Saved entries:
--
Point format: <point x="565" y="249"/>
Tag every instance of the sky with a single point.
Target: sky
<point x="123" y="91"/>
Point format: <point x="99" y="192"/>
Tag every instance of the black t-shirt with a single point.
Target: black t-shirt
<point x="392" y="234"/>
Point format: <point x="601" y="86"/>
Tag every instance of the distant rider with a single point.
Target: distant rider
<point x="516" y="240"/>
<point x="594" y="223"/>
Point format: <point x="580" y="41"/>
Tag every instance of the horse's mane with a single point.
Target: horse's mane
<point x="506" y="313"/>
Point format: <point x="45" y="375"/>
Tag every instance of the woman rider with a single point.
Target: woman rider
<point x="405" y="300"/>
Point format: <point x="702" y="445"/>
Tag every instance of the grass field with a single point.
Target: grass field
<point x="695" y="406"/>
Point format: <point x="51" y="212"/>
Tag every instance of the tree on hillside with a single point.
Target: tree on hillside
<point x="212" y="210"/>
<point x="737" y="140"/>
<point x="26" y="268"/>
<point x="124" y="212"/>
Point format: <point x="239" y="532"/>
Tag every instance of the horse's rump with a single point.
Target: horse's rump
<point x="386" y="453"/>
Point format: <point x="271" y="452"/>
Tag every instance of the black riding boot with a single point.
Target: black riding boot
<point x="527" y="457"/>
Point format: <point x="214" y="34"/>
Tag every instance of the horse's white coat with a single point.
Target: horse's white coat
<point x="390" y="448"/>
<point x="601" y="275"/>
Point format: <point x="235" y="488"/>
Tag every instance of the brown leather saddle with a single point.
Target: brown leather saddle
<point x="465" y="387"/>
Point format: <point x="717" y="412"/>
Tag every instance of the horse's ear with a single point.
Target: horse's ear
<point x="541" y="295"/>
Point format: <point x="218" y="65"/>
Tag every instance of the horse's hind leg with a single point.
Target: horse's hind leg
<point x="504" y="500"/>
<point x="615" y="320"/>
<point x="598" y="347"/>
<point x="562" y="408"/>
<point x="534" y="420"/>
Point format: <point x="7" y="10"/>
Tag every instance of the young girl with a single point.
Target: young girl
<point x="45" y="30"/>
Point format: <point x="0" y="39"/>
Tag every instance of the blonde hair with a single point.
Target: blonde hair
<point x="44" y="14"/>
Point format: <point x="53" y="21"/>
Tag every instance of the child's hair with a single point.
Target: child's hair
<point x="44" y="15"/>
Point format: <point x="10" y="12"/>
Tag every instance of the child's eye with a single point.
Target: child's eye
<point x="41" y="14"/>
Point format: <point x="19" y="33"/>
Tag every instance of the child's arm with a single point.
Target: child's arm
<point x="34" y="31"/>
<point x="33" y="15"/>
--
* **PROBLEM STATEMENT**
What is needed is an exact copy of all the data above.

* **EXERCISE RESPONSE**
Point format: <point x="565" y="249"/>
Tag every instance of the sky with a single point.
Target: sky
<point x="123" y="91"/>
Point format: <point x="99" y="192"/>
Tag every instance of the black t-shirt with a single point.
Target: black t-shirt
<point x="392" y="234"/>
Point format: <point x="601" y="86"/>
Tag every instance of the distant rider with a single point.
Target: distant rider
<point x="516" y="240"/>
<point x="594" y="223"/>
Point format: <point x="580" y="41"/>
Tag every instance of the horse's mane with a single point.
Target: horse's mane
<point x="506" y="313"/>
Point format: <point x="45" y="375"/>
Tag every instance of the woman rider with a single point.
Target: woman rider
<point x="405" y="300"/>
Point format: <point x="702" y="445"/>
Tag every instance of the grass field with a single point.
Target: grass field
<point x="695" y="406"/>
Point format: <point x="51" y="212"/>
Tag every instance of the tree on hillside with a single point.
Target: tree on hillside
<point x="212" y="210"/>
<point x="737" y="140"/>
<point x="26" y="268"/>
<point x="124" y="212"/>
Point format: <point x="239" y="532"/>
Tag every instance of the horse's rump with a single point.
Target: horse's rump
<point x="386" y="453"/>
Point format: <point x="271" y="452"/>
Tag every instance of the black riding boot with a single point.
Target: black riding boot
<point x="527" y="457"/>
Point format: <point x="214" y="34"/>
Tag every instance of the horse's white coat with a single point.
Target: horse's white coat
<point x="390" y="448"/>
<point x="601" y="275"/>
Point format: <point x="235" y="488"/>
Tag every instance of the brown leather saddle with a single point.
Target: brown leather saddle
<point x="465" y="387"/>
Point format: <point x="717" y="412"/>
Tag every instance of the horse's ear with a single point.
Target: horse's ear
<point x="541" y="295"/>
Point format: <point x="218" y="65"/>
Tag every instance of the horse's hind leg with a single point.
Target: horse's hind leg
<point x="504" y="500"/>
<point x="615" y="320"/>
<point x="598" y="347"/>
<point x="562" y="408"/>
<point x="534" y="420"/>
Point format: <point x="7" y="10"/>
Tag every instance of the young girl with a single point.
Target: young girl
<point x="45" y="30"/>
Point format: <point x="0" y="39"/>
Tag every instance of the blonde hair with a single point.
Target: blonde hair
<point x="44" y="14"/>
Point format: <point x="53" y="21"/>
Tag every instance of the child's hair with a single point.
Target: child's hair
<point x="44" y="15"/>
Point format: <point x="10" y="12"/>
Tag every instance of the child's eye with a single point.
Target: child's eye
<point x="41" y="14"/>
Point format: <point x="19" y="33"/>
Tag every instance of the child's arm with a single point.
Target: child's arm
<point x="34" y="31"/>
<point x="33" y="15"/>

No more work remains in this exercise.